# [TEXT SEGMENT]
== Segment start ==
Texas is a national leader in high-stakes testing, having instituted a statewide high school exit exam in 1985 at the urging of a committee chaired by Ross Perot. Since then scores have climbed. In 1993, 51% of Texas 10th-graders passed all three sections of the TAAS--math, reading, writing--on the first try. This year 67% did. (Students get eight tries over three years.)

But low-income and minority students, often trapped in inferior schools, fail at a disproportionate rate. About 9% of the state's black and Hispanic seniors--7,380 last year--fail the exit test; less than 2% of whites do. The Texas N.A.A.C.P. has complained to the U.S. Department of Education's Office of Civil Rights that the TAAS has a discriminatory impact. A ruling may be announced this week. "We're not against testing," says state N.A.A.C.P. president Gary Bledsoe, "but testing should be used as a diagnostic tool, not for punitive purposes."
== Segment end ==
Saved entries:
== Segment start ==
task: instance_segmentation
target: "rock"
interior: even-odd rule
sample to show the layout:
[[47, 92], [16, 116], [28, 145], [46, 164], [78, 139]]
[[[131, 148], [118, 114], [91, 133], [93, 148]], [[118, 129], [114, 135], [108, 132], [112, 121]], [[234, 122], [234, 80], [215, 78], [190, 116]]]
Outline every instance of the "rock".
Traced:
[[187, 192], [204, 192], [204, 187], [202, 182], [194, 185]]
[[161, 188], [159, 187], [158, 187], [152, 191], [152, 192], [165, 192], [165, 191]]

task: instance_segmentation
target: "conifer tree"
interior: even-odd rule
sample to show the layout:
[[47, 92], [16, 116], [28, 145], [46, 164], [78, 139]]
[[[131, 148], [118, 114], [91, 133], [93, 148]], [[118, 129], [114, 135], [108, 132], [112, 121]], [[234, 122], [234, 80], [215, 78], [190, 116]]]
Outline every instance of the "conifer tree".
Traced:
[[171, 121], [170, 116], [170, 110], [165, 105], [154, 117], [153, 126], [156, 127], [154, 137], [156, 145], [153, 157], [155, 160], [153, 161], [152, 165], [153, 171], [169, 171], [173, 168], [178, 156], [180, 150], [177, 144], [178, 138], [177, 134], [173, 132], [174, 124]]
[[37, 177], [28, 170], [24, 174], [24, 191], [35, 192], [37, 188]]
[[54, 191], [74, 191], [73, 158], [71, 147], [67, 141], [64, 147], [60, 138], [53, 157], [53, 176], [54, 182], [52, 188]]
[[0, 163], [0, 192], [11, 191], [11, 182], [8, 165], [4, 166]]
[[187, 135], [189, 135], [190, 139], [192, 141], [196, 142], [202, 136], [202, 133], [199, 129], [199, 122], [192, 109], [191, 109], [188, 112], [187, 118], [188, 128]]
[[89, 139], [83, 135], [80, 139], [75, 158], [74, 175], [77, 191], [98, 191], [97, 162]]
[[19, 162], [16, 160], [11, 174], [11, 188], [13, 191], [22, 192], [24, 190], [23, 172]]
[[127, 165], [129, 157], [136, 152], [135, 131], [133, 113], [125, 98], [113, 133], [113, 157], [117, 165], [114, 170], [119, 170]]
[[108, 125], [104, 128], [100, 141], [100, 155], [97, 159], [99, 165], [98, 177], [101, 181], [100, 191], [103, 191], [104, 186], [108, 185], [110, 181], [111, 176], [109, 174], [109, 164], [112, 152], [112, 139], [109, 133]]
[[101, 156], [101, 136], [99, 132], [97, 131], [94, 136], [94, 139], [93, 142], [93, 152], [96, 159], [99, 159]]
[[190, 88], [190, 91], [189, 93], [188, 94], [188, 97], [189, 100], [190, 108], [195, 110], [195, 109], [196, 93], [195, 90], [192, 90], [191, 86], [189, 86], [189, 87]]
== Segment end ==
# [WHAT NEEDS TO BE DONE]
From the passage on Texas exit testing, return the words starting with "Texas is a national" and going on through "over three years.)", copied exactly. Rely only on the text to complete what comes next.

# [ANSWER TO THE PROBLEM]
Texas is a national leader in high-stakes testing, having instituted a statewide high school exit exam in 1985 at the urging of a committee chaired by Ross Perot. Since then scores have climbed. In 1993, 51% of Texas 10th-graders passed all three sections of the TAAS--math, reading, writing--on the first try. This year 67% did. (Students get eight tries over three years.)